- EXTRAIT DU TEXTE:

******

Cette « nouvelle donne » ou « new deal » vise à mettre à jour de nouvelles garanties et obligations en la matière, à l’initiative par Bruxelles. Par exemple, « lors d'un achat effectué sur une place de marché en ligne, les consommateurs devront être clairement informés afin de savoir s'ils achètent des produits ou services à un commerçant professionnel ou à un particulier; ils sauront ainsi s'ils sont protégés par les droits des consommateurs en cas de problème » explique l’institution.
Laure Baëté, juriste à la FEVAD, accueille plutôt favorablement cette disposition. Alors qu’on retrouve cette notion de « plateforme » dans la loi Lemaire, il y a néanmois un risque d’entrechoquement pour les entreprises. « À la FEVAD, nous raisonnons au niveau européen, et il y a toujours des dispositions parfois franco-françaises qui arrivent soit en avance soit après. Nous serons très vigilants par rapport à l’implantation des nouvelles règles, d’un pour qu’elles ne soient pas redondantes et deux, puissent être dans la même mouvance ».
Droit de rétractation : dépréciation du bien, dépréciation du remboursement
Surtout, le droit de rétractation va connaitre une intense réforme. D’une part, il va être étendu aux services gratuits, d’autre part, il va intégrer une logique de dépréciation.
Depuis la directive Droit des consommateurs, transposée en France en 2014, « un professionnel est tenu de rembourser dès la notification du souhait par le consommateur de se rétracter, ou alors il peut prolonger le délai soit à la réception du bien soit à la réception de la preuve de l’expédition du produit. Ce qui compte est le premier des faits qui arrive » commente encore la juriste.
« Par exemple, si le professionnel reçoit la preuve de l’expédition avant de recevoir le bien effectivement, il doit rembourser ». La FEVAD n’a jamais été bien favorable à une telle obligation de remboursement à l’aveugle. Pas étonnant qu’elle soit satisfaite de la réforme en cours.
« Cette évolution nous semble normale et logique, poursuit l’intéressée. Avec la future directive, le professionnel pourra rembourser une fois qu’il aura vérifié effectivement l’état du bien. Et il pourra déprécier le bien s’il a été utilisé plus que nécessaire, puisque le droit de rétractation est un droit à l’essai ».

******

- DONNÉES FOURNIES:
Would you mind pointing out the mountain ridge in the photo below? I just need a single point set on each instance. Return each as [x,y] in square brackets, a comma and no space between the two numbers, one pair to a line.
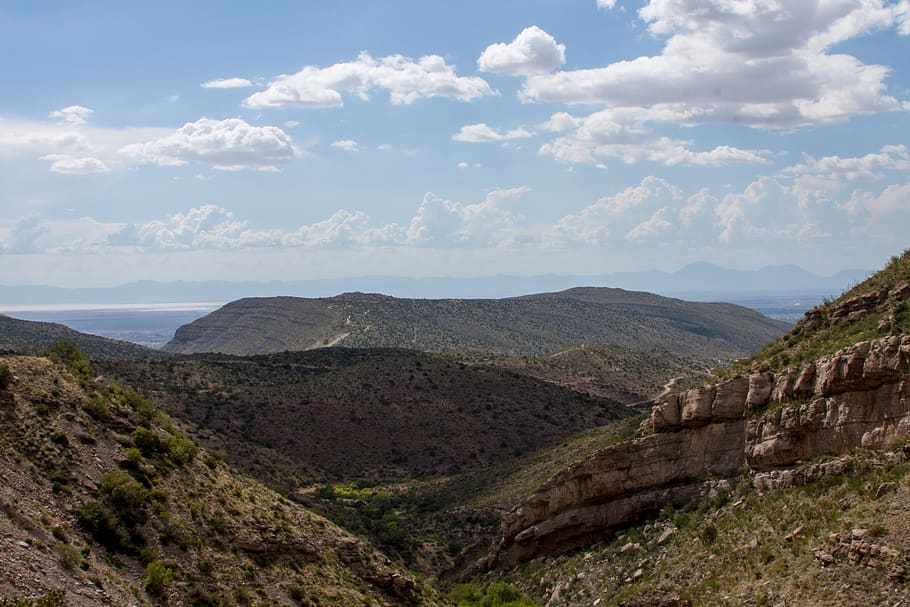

******

- CONSIGNES:
1. Selon l'extrait sur le droit de rétractation, à quel type de services ce droit va-t-il être étendu ?
2. Réécrivez le passage de l'extrait sur le droit de rétractation en commençant aux mots « Droit de rétractation : dépréciation » et en vous arrêtant après « encore la juriste. », et remplacez « dépréciation » par « décote ».

- LISTE DES RÉPONSES:
1. Aux services gratuits.

2.
Droit de rétractation : décote du bien, décote du remboursement
Surtout, le droit de rétractation va connaitre une intense réforme. D’une part, il va être étendu aux services gratuits, d’autre part, il va intégrer une logique de décote.
Depuis la directive Droit des consommateurs, transposée en France en 2014, « un professionnel est tenu de rembourser dès la notification du souhait par le consommateur de se rétracter, ou alors il peut prolonger le délai soit à la réception du bien soit à la réception de la preuve de l’expédition du produit. Ce qui compte est le premier des faits qui arrive » commente encore la juriste.